> [Exercice court 1]: Recopiez le passage du texte sur le festival Musique et Vin au Clos-Vougeot, en commençant par « Le Festival Musique » et en allant jusqu'à « au Clos Vougeot ? ».
> [Exercice court 2]: D'après le texte sur le festival Musique et Vin au Clos-Vougeot, combien de personnes assistaient au premier concert ?

> [Section du texte]:
Conversation avec Aubert de Villaine…

Si vous éprouvez à me lire curiosité et regrets de ne pas avoir vécu cette aventure qui dure déjà depuis huit ans. vous avez ici la possibilité d’en comprendre le sens et l’essence avec l’interview d’Aubert de Villaine, matinée de quelques autres brèves rencontres, et de sonorités saisies sur place….Aubert de Villaine ressemble à cette terre et a ses vins qu’il aime tant… Comme beaucoup des acteurs de de festival il allie harmonieusement en ce qu’il est et ce qu’il dégage : une grande simplicité d’être et d’approche et une sophistication de pensée et d’exigence…Il est notre guide dans le monde des vins et climats de Bourgogne et des musiques qui les accompagnent …

Ecouter  l’interview-documentaire  : 

 

Le Festival Musique et Vin au Clos-Vougeot vu par Bernard Hervet’]Bernard Hervet fait partie des quelques-uns qui ont la chance de vivre de leurs passions. Passion du vin, passion de la musique. En vivre et les faire vivre, car il transcende ses deux amours par le partage. Ainsi a-t-il créé en 2007-2008 avec Auber de Villaine Il en est le directeur

JMV – Comment, en 2007, vous est-il venu l’idée de créer avec Auber de Villaine le festival Musique et vin au Clos Vougeot ?

BH – J’avais cette idée d’allier vin, gastronomie, culture et musique depuis longtemps. J’avais déjà créé des événements de ce type lorsque j’étais Directeur Général de la maison Bouchard Père et Fils et des Chablis William Fèvre. Mais à l’époque, je n’avais pas de lieux s’accordant parfaitement à ce type de projet. Puis, un jour, à New York, en compagnie de David Chan, le premier violon du Metropolitan Opera, nous avons commencé à rêver ensemble à l’idée, très modeste au départ, de rassembler des amis pour créer une sorte de club de vignerons amateurs de musique et de musiciens amateurs de vins. Pour le premier concert, nous étions cent ! Des amis et des relations proches. David Chan et sa femme Catherine Ro, altiste au Metropolitan Opera, ont joué pour nous tous. Nous avons immédiatement senti que quelque chose se passait, un bonheur partagé, venu de cette « dégustation » conjointe de musique et de vins. Cela nous a donné l’envie d’un projet plus ambitieux. C’est ainsi qu’en 2008, sans argent mais pragmatiques, nous avons saisi l’occasion de la présence des solistes du Met au festival de Verbier début juillet et décidé de programmer notre premier festival avec eux, fin juin, juste avant Verbier. Voilà comment cela a modestement démarré, pour prendre ensuite, année après année, un beaucoup plus grand essor puisque, pour l’édition 2 015, nous avons des musiciens comme Yo Yo Ma, Gauthier Capuçon, Jean-Yves Thibaudet, la mezzo Angelika Kirchschlager, la soprano Marlis Petersen, le chef Maurizio Benini, les solistes de la Philharmonie de Vienne etc.

> [Extraits de données]:
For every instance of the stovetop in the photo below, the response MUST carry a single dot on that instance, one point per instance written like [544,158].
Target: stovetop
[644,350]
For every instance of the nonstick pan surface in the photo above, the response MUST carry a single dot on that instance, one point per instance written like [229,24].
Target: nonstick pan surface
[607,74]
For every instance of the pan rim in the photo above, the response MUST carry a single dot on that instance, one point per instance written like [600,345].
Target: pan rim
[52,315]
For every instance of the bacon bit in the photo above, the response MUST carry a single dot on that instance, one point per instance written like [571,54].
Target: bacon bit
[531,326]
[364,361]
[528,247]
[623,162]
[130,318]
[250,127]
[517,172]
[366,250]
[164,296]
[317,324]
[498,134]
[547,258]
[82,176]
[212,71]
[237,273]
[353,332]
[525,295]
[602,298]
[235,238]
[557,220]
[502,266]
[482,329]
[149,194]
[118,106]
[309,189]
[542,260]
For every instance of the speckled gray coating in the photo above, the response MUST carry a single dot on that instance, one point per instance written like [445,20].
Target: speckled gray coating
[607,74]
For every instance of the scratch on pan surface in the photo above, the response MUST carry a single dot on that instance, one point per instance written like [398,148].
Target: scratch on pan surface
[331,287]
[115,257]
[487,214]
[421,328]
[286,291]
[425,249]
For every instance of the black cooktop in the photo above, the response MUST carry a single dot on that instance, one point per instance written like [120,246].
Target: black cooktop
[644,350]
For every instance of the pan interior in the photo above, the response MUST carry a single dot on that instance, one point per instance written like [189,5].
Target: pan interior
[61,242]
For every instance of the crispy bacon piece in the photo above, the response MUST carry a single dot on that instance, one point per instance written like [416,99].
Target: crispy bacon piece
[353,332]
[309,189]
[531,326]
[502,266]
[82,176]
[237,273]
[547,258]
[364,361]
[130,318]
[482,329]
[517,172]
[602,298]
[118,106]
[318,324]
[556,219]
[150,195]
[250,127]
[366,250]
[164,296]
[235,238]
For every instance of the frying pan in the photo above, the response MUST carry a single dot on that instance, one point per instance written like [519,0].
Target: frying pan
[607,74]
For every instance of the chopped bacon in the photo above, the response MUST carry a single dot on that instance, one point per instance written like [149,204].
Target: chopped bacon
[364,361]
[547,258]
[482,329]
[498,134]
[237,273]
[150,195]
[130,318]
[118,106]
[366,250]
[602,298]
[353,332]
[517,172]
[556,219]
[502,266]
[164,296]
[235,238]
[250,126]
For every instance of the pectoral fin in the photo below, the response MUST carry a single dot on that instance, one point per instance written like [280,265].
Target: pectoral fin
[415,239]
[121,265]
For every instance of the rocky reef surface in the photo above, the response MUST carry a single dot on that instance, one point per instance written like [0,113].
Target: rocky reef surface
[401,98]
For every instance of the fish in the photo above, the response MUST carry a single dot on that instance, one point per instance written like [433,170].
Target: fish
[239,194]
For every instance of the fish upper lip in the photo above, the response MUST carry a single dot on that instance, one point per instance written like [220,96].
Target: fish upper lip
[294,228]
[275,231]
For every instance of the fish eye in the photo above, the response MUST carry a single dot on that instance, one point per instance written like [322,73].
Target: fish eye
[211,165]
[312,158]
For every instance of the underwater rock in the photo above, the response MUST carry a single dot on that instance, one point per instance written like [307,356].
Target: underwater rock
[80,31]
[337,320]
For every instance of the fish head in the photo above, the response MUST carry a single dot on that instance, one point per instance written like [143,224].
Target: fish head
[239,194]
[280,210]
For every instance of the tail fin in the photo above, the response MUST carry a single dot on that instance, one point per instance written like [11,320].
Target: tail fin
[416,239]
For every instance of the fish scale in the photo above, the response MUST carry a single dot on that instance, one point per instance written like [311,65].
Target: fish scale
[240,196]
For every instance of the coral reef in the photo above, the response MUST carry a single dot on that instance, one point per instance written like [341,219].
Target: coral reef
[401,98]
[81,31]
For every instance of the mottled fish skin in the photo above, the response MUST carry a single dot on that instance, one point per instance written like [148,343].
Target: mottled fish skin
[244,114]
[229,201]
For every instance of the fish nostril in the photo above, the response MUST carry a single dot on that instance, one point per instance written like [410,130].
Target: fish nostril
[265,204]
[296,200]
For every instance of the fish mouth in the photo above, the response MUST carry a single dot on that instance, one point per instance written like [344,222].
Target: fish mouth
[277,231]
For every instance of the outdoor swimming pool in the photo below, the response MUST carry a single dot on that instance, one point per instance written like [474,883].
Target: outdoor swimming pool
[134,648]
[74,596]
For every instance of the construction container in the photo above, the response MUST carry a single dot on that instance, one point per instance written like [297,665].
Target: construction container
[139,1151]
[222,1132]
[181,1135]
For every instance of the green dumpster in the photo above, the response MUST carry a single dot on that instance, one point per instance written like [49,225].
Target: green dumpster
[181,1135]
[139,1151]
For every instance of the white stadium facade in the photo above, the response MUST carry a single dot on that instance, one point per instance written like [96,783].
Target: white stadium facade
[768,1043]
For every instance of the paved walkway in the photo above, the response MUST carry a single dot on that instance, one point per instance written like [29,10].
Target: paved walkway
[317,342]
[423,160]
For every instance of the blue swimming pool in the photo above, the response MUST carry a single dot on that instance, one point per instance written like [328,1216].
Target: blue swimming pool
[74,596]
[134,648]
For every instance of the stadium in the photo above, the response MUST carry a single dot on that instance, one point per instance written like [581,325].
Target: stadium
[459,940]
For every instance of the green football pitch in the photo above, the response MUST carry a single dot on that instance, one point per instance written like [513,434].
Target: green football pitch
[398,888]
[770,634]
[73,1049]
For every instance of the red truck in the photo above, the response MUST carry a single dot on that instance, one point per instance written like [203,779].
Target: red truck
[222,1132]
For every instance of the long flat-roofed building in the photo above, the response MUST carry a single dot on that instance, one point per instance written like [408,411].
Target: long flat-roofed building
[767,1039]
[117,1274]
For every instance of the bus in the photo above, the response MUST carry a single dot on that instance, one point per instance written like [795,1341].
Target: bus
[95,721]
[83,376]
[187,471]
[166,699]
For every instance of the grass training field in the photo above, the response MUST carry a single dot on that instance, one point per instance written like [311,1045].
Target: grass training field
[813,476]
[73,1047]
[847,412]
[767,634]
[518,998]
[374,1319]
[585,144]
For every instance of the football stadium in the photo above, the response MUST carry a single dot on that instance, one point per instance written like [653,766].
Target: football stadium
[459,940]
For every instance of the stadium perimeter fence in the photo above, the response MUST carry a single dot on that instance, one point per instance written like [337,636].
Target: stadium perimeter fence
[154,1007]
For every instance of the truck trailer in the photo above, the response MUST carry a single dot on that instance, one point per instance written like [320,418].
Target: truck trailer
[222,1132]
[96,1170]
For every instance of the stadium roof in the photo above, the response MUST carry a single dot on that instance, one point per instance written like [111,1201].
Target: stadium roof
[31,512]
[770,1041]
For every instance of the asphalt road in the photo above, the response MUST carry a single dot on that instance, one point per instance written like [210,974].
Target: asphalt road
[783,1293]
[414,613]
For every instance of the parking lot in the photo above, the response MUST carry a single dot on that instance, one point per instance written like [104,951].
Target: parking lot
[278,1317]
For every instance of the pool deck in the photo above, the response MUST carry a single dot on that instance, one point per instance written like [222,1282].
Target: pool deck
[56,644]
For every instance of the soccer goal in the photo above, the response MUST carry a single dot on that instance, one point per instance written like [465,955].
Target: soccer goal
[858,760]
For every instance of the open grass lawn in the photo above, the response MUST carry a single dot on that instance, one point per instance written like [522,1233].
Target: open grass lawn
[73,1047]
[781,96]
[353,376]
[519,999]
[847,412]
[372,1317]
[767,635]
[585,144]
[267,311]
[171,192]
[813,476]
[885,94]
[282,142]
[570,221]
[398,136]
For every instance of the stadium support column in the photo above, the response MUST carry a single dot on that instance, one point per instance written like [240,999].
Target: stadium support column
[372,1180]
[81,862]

> [Réponse complète 1]:
Le Festival Musique et Vin au Clos-Vougeot vu par Bernard Hervet’]Bernard Hervet fait partie des quelques-uns qui ont la chance de vivre de leurs passions. Passion du vin, passion de la musique. En vivre et les faire vivre, car il transcende ses deux amours par le partage. Ainsi a-t-il créé en 2007-2008 avec Auber de Villaine Il en est le directeur

JMV – Comment, en 2007, vous est-il venu l’idée de créer avec Auber de Villaine le festival Musique et vin au Clos Vougeot ?

> [Réponse complète 2]: Cent personnes, des amis et des relations proches.